* _Selected text_
---

Study shows calorie-restricted diet has a positive effect on immune system
A new study indicated that a calorie-restricted diet may alter the gut microbiome, improve metabolic health, and delay deterioration of the immune system due to age.
The study, published in the journal Microbiome, was conducted by researchers at the German Center for Diabetes Research (DZD), and led by Julia Sbierski-Kind, PhD. The study aimed to understand the relationship between a low-calorie diet, the gut microbiome, and the immune system. To do so, scientists observed how a low-calorie diet of 800 kcal/day for eight weeks impacted the gut microbiome of an obese woman. Then, scientists transplanted the gut microbiota from before the diet, and after the diet into germ-free mice.
"In this way, we were able to determine the sole effects of the diet-shaped gut microbiome on metabolism and the immune system," said Reiner Jumpertz von Schwartzenberg, MD, last author of the study and a scientist at the Institute of Diabetes Research and Metabolic Diseases of Helmholtz Munich at the University of Tübingen.
The researchers found that the diet-altered microbiota showed improved glucose metabolism, decreased fat deposition, and a reduced level of specific memory T and B cells, which could indicate a delay in immune system deterioration due to age, according to researchers.
"These findings suggest that the positive effects of a low-calorie diet on metabolism and the immune system are mediated via the gut microbiome," Sbierski-Kind said.
This study only involved one participant, and according to the study’s authors, more research on a low-calorie diet’s effect of the immune system is needed before any formal conclusions are reached. The researchers suggested that future findings based on this study may help develop new interventions to treat both metabolic and immune disease.

---

* _Dataset_
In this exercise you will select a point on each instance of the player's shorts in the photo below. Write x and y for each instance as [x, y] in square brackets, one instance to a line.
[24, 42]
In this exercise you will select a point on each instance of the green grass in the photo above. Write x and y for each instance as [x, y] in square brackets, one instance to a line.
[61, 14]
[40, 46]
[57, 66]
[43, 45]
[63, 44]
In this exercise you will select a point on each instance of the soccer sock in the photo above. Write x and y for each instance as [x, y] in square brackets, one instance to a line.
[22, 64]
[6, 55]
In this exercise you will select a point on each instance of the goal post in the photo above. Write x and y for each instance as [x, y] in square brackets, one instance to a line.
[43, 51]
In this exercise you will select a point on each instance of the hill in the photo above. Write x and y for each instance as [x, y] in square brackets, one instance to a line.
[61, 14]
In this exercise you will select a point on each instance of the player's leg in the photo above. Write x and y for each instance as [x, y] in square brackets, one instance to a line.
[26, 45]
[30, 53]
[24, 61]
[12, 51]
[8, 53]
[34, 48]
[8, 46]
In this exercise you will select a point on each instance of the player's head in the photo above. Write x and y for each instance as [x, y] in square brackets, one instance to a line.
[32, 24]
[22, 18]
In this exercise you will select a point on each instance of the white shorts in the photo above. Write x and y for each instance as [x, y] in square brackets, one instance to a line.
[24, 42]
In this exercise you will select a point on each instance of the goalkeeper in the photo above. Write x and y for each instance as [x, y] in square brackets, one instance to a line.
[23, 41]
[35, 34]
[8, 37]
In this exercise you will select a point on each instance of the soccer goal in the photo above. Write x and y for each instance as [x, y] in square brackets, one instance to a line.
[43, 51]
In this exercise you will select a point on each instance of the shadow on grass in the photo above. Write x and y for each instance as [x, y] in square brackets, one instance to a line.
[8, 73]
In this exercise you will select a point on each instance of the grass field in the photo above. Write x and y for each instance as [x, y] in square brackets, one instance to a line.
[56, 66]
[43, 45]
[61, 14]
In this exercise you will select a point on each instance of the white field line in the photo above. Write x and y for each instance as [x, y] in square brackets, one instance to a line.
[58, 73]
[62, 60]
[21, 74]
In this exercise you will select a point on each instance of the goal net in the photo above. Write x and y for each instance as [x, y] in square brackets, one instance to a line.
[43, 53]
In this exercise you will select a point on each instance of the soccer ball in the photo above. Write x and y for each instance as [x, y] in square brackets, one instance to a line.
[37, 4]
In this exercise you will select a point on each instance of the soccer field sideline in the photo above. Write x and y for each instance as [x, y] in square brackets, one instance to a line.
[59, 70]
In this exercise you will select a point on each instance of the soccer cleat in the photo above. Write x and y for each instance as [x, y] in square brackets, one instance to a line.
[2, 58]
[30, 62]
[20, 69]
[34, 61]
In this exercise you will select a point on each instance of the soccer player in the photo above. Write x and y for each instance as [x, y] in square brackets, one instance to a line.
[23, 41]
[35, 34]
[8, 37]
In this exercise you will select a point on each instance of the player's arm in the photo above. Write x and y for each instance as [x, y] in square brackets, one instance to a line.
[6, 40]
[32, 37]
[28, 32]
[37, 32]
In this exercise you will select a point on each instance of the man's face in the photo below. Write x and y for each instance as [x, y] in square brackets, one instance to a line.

---

* _Work order A_
In the calorie-restriction article, what daily calorie level did the diet follow, and for how long?
* _Work order B_
According to the calorie-restriction article, why did the scientists transplant the woman's gut microbiota from before and after the diet into germ-free mice? Answer in one to three sentences.

* _Worked solution A_
800 kcal per day for eight weeks.

* _Worked solution B_
The transplant let the researchers determine the effects of the diet-shaped gut microbiome alone on metabolism and the immune system.